→ Passage provided
Our team is that good. We want to spot the drill holes but -- and we think there is an interesting opportunity potentially in that regard as well. So we'll keep an eye on M&A. We'll continue to be very disciplined in due diligence as we always are.

There's nothing at the front burner at the moment. But I must say also that we did the heavy lifting here when very few were doing it. We're one of the very few gold mining companies to grow over the last five years. So we don't feel -- with that, and what we have in our pipeline, we don't feel any sense of urgency to go out and do a deal.

I think this might become a finance market as we look through this year. There are some assets that are going to come up, clearly, out of Newmont and Barrick. Yes, we'll look at them but, frankly speaking, there's other companies that need growth much more than we do. And we're not going to overpay, and those companies aren't going to give away assets.

So we'll see what's out there. But at the end of day, we may end up looking down a little more than up, down looking at other opportunities in smaller companies than ours and see how those pan out. So that's really most of what we wanted to tell you. We'll answer some questions now.

We had a fantastic year in 2018, and thank you for those of you who have supported us and those of you that got it, and we're very excited about 2019. So we'll open up now for questions. 

Questions and Answers:

Operator 

[Operator instructions] And your first question comes from Michael Sroba from Macquarie Capital.

Michael Sroba -- Macquarie Capital -- Analyst

Clive and team, just a couple of questions in terms of the financials going forward. You've successfully paid off a large portion of the debt in 2018. Are you able to give us an idea of what to expect in a couple of years in terms of the magnitude of debt repayment?

Clive Johnson -- President and Chief Executive Officer

Sure. Mike, do you want to answer?

Mike Cinnamond -- Senior Vice President of Finance and Chief Financial Officer

Well, I guess, like I said before, we'll balance off the degree to which we pay off the facility with what we will self-fund, I guess, for expansion activities, particularly at Fekola. So I think you've got to look at it like that. In terms of becoming debt-free, if we wanted to, I guess, the next couple of years, give or take, or certainly in early 2021, I think we could be debt-free, if we chose to be. But that's really a question of did you actually want to be completely debt-free or do you want to use those facilities to fund some other activities.

So looking forward, we haven't got any numbers in there for -- like if it's for Fekola expansion or for anything beyond the whole budget in Gramalote. So you've got to balance those off. But certainly, at $1,300 gold prices, very strong cash generation. We certainly have the ability to pay down that facility rapidly, if we wanted to.

Clive Johnson -- President and Chief Executive Officer

And the focus is going to be, as Mike said, to continue to grow the company, looking, first and foremost, at our pipeline of projects. In the longer term, what we aspire to be in the future is a company that's going to take some of its cash flow and spend on our growth and some of the cash flow and, ultimately, pays a dividend to our shareholders. So that's the longer-term view. For now we think our shareholders are -- want to see us focused on what we've done pretty dramatically and very well for the last 10 years, which is grow profitable gold production.

→ Information shown
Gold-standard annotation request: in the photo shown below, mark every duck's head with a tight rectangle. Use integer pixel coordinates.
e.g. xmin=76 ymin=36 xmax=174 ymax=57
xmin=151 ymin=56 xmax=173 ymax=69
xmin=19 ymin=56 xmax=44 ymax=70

→ Work to be completed
Name each person identified in the call transcript above, along with the title or firm given for them.

→ Answer to this problem
- Michael Sroba: Macquarie Capital, Analyst
- Clive Johnson: President and Chief Executive Officer
- Mike Cinnamond: Senior Vice President of Finance and Chief Financial Officer